_WRITTEN TASK_:
According to the passage on 2 Reconnaissance Commando, in what year was the unit redesignated 2 Reconnaissance Regiment?

-- START OF SOURCE TEXT --

- Active: 1 June 1974
- Disbanded: 1992
- Country: South Africa
- Allegiance: Republic of South Africa
- Branch: South African Army
- Type: Special forces
- Role: Reconnaissance
- Part of: South African Defence Force
- Garrison/HQ: Pretoria
- Motto: We Dare—Ons Waag

= 2 Reconnaissance Commando (South Africa) =

South African special forces reserve unit (1974–1992)

2 Reconnaissance Commando, redesignated 2 Reconnaissance Regiment in 1981, was the Active Citizen Force unit of the South African Special Forces. Its part-time personnel formed part of the reserve component of the South African Defence Force. It was based in Pretoria and disbanded in 1992.

-- END OF SOURCE TEXT --
-- START OF DATASET EXCERPTS --

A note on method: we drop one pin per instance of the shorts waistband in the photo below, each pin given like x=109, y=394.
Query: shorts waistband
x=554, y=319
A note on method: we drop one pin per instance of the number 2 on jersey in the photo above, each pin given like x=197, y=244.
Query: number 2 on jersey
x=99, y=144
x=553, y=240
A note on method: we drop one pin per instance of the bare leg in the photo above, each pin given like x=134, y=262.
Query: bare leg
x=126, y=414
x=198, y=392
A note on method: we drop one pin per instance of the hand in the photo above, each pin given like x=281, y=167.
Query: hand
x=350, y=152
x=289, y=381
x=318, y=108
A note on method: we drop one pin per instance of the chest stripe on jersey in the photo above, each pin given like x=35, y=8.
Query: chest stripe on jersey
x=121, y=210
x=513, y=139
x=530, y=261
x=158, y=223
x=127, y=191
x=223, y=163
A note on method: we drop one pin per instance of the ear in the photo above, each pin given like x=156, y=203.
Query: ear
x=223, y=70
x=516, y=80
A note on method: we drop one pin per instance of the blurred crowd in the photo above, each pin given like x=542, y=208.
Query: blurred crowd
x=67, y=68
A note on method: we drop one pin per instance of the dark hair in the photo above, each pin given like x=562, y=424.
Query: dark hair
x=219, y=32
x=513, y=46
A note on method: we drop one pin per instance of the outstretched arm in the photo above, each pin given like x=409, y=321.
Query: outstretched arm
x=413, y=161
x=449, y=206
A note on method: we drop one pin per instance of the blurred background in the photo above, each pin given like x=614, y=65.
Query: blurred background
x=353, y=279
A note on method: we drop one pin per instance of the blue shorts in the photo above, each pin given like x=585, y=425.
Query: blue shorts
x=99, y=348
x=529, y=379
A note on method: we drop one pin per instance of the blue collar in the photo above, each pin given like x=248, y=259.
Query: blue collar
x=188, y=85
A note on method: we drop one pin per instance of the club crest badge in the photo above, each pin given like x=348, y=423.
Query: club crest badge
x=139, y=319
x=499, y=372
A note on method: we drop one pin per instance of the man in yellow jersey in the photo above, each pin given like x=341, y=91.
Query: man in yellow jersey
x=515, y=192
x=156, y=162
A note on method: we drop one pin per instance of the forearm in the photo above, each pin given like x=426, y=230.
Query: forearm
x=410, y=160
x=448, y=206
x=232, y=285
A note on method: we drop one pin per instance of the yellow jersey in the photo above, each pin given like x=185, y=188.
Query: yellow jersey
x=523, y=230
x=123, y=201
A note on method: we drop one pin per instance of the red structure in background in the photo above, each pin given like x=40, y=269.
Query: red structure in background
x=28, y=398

-- END OF DATASET EXCERPTS --

_ANSWER IN FULL_:
1981